------ Texte fourni ------

3La journée d’étude met l’accent sur la certification. L’intérêt se porte donc sur l’évaluation sommative, comme l’explicite Bloom :
Alors que l’évaluation formative revêt en principe un caractère privé (sorte de dialogue particulier entre l’éducateur et son élève), l’évaluation sommative est publique : classement éventuel des élèves entre eux, communication des résultats aux parents par un bulletin scolaire, attribution d’un certificat ou d’un diplôme. (1979 : 115)
4En évaluation, nous sommes obligés de prendre en compte certains critères posés sur les fondations scientifiques de la validité et de la fiabilité. Autrement dit, traditionnellement, sur le plan psychométrique, toute évaluation devrait mesurer, schématiquement, ce pour quoi elle a été mise au point. Cette validité signifie que l’outil d’évaluation doit correspondre au matériel, au cours ou au programme considéré (validité du contenu). L’outil d’évaluation doit être en accord avec la théorie linguistique de la langue visée et de la linguistique acquisitionnelle (validité du construit). L’outil d’évaluation doit fournir les mêmes résultats si l’évaluation est répétée dans les mêmes conditions (fiabilité). Nous pouvons donc dire que, idéalement, toute évaluation doit comporter une validité de construit et de contenu par rapport aux compétences visées, et être fiable.

------ Matériau ------

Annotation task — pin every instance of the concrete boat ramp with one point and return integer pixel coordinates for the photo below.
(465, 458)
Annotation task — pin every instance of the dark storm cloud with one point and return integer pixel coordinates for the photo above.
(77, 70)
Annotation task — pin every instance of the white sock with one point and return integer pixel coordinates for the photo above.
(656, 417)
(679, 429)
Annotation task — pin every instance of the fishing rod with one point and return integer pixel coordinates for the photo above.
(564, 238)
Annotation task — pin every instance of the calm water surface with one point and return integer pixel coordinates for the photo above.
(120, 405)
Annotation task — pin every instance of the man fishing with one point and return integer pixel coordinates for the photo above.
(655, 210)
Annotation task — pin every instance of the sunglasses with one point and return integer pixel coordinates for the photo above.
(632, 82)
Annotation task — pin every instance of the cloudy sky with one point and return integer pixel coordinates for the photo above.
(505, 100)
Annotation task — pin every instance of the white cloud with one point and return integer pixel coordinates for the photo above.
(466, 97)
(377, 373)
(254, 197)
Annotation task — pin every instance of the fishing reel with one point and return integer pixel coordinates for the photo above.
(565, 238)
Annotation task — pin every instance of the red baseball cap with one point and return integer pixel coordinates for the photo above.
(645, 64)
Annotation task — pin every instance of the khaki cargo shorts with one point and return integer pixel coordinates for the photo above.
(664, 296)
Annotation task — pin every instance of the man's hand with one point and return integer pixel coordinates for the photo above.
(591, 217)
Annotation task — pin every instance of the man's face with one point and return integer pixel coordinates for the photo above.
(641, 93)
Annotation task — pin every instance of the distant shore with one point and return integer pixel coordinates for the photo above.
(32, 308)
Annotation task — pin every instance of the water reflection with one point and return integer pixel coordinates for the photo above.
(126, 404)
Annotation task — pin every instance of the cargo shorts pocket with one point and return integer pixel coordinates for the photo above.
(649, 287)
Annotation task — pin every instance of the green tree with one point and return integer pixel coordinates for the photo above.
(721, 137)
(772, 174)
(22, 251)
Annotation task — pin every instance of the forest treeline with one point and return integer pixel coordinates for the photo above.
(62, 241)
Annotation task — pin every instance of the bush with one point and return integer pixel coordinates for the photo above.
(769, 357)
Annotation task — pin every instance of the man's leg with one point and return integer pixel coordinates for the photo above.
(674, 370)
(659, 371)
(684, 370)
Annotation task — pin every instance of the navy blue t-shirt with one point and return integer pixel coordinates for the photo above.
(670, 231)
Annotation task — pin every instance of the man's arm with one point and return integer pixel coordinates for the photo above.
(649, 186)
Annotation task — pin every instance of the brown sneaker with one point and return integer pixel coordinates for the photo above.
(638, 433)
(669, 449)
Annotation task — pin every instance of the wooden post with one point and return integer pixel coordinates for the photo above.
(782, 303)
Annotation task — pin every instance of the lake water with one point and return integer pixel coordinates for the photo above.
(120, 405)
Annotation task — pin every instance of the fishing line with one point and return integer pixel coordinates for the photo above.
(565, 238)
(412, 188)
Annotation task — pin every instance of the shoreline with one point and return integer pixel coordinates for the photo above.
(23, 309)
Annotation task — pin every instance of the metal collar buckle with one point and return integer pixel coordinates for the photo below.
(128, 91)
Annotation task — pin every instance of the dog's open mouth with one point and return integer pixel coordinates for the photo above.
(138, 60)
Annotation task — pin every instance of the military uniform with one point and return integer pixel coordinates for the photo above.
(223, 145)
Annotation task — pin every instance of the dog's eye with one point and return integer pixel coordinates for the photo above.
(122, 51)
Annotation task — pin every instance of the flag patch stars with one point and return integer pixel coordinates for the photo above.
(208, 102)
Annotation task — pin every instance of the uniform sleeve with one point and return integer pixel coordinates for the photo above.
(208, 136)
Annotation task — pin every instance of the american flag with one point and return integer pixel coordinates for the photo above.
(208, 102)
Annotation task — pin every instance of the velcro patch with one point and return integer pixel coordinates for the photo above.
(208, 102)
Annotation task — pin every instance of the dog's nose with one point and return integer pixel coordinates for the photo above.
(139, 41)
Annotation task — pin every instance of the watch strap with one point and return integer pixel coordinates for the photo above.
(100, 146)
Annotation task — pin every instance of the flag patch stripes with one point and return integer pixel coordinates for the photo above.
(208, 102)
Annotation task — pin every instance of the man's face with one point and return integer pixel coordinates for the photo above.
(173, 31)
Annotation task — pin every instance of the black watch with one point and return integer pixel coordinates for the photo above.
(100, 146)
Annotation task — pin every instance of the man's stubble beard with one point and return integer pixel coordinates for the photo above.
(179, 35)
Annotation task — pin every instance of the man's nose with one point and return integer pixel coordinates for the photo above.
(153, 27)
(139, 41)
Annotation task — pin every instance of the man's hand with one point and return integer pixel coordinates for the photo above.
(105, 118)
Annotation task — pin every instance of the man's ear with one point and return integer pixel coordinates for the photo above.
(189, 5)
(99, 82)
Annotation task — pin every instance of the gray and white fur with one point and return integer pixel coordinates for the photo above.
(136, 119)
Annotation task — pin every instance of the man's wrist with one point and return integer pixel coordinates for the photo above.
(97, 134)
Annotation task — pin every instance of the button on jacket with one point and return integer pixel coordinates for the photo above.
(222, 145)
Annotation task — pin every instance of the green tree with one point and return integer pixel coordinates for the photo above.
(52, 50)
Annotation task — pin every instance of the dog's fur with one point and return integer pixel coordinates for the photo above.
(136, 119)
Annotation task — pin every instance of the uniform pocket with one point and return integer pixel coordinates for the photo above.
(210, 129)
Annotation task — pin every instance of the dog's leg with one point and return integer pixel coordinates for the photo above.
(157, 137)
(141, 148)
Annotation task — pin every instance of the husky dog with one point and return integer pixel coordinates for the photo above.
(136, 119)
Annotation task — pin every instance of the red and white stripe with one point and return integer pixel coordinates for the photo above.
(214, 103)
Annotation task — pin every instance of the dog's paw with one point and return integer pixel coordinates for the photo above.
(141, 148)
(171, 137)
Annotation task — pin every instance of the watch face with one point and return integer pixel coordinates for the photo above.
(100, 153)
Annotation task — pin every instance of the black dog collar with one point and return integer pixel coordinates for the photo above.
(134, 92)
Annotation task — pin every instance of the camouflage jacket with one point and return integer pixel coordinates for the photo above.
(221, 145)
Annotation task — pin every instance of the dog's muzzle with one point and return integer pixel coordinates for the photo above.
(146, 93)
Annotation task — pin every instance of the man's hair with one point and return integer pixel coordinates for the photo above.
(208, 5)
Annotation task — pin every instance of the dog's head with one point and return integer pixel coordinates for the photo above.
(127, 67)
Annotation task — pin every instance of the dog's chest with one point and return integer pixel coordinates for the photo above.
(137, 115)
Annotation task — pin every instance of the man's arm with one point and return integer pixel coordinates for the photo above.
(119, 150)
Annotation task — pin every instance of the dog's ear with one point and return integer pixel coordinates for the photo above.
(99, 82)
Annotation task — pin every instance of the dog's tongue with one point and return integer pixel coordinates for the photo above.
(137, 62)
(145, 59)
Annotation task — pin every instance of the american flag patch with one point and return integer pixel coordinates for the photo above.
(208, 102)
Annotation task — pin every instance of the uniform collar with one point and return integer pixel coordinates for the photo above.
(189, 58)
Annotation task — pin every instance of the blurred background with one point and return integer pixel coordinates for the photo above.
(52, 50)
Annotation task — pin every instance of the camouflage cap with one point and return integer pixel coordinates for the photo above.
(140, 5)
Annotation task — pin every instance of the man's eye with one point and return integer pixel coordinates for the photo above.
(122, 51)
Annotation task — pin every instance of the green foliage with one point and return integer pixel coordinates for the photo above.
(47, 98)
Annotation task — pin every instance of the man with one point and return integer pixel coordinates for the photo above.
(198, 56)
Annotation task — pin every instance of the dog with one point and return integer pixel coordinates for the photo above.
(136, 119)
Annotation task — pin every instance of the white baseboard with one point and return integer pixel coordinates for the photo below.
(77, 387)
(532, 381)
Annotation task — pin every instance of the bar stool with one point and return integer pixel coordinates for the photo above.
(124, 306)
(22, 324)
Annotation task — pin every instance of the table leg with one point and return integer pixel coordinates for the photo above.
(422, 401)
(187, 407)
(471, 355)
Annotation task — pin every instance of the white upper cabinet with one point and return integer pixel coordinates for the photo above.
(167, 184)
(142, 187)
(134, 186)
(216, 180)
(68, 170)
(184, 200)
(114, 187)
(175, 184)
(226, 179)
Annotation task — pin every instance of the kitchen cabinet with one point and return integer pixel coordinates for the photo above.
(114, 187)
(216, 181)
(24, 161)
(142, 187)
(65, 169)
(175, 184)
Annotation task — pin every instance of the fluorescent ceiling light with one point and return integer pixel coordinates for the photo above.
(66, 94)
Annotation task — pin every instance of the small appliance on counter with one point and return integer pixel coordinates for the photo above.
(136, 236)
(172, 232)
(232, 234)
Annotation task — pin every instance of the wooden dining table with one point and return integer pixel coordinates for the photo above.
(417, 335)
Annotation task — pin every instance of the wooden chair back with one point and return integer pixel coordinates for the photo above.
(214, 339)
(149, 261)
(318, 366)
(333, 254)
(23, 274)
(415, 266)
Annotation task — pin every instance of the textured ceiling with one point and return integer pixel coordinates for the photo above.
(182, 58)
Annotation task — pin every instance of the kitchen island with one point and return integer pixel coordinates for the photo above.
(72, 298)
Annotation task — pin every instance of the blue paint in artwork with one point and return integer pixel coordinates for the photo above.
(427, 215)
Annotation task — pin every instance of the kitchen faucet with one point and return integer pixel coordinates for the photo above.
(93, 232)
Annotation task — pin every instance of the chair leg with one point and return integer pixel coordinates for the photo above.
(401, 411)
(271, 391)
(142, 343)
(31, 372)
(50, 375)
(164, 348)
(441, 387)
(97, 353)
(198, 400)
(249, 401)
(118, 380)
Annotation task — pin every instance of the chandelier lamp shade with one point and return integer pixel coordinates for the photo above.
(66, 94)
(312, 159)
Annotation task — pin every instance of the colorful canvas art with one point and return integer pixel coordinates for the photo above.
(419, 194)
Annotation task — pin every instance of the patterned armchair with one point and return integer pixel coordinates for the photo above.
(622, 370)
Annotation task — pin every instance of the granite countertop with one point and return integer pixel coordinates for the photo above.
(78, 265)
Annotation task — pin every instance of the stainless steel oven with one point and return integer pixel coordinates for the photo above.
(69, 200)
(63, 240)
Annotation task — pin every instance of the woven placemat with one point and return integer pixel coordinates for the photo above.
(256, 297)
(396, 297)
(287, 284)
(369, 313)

------

Objectif visé 1:
Dans le texte sur l'évaluation, relevez les critères d'un outil d'évaluation indiqués entre parenthèses dans le dernier paragraphe.
Objectif visé 2:
Prolongez le texte sur l'évaluation après sa dernière phrase.
Les lignes n'ont aucun rôle ici.

Résultat final 1:
validité du contenu, validité du construit, fiabilité

Résultat final 2:
5Ces trois critères sont à la base de la réflexion scientifique sur l’évaluation. Cependant, pour valider un outil d’évaluation, il faut également tenir compte d’un autre critère : l'effet rétroactif, ou l’impact de l’évaluation sur le processus d’apprentissage en langues. Ce critère, domaine de recherche actuellement peu exploité en didactique des langues, est au cœur de la problématique posée dans le titre. Avant de l’exposer, examinons rapidement les trois critères précités.
6Celui de la fiabilité est probablement le mieux connu, voire reconnu, car il renvoie à la confiance que nous portons à l’évaluation, c’est-à-dire à la réponse que nous apportons à la question : jusqu’à quel point les résultats sont-ils exempts d’erreurs de mesure ? En effet, nous croyons que l’évaluation est fiable parce que les paramètres de constance et de sûreté sont présents, et souvent nous reléguons cette notion à la seule correction objective des épreuves, de type QCM. Cependant, sur le plan scientifique, la fiabilité comporte plusieurs aspects. Elle concerne autant la conception des formats utilisés, la prestation des examinateurs, que les barèmes et les échelles de correction et de notation des épreuves. Nous reviendrons sur la fiabilité et les difficultés causées par la poursuite acharnée de celle-ci.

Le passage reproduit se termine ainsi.